# Exercise description:
All that should appear is the line containing "Find the silver" and the lines after it in the records below, each reproduced exactly.

Items listed in a dataset
***

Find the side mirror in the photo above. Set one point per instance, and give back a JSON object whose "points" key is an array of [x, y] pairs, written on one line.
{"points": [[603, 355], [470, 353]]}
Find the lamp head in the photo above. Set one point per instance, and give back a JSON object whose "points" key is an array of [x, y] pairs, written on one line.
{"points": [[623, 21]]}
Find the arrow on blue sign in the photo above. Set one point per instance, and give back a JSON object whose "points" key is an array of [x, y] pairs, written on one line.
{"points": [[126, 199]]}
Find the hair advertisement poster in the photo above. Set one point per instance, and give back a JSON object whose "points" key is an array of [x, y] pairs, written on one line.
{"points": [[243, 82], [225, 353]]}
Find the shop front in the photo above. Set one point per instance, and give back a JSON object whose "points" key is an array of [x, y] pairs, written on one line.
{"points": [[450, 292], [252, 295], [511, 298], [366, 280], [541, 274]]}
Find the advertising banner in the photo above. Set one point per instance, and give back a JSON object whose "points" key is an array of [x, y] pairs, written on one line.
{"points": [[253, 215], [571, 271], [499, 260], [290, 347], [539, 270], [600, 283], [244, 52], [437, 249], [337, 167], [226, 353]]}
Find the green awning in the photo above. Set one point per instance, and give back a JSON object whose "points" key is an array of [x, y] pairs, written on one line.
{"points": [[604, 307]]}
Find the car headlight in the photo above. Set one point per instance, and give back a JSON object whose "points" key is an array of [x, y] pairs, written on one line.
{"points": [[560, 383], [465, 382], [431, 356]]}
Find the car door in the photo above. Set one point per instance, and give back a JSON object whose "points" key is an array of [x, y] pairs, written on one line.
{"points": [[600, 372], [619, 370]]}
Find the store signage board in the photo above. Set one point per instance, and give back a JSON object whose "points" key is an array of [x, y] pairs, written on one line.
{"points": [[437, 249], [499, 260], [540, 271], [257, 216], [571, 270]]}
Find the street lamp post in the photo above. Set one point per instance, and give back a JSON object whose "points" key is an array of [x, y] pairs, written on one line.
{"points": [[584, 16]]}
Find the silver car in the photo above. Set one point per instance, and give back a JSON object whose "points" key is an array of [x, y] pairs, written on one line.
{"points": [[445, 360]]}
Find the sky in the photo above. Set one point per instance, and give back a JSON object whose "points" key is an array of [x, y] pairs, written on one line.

***

# Result below:
Find the silver car in the photo above. Set one point per instance, and give back a JSON object whose "points" key is an array of [x, y] pairs, written on one line.
{"points": [[445, 360]]}
Find the sky in the photo above. Set one point per instance, and give back a JSON object whose "points" key is an array of [x, y] pairs, written on one line.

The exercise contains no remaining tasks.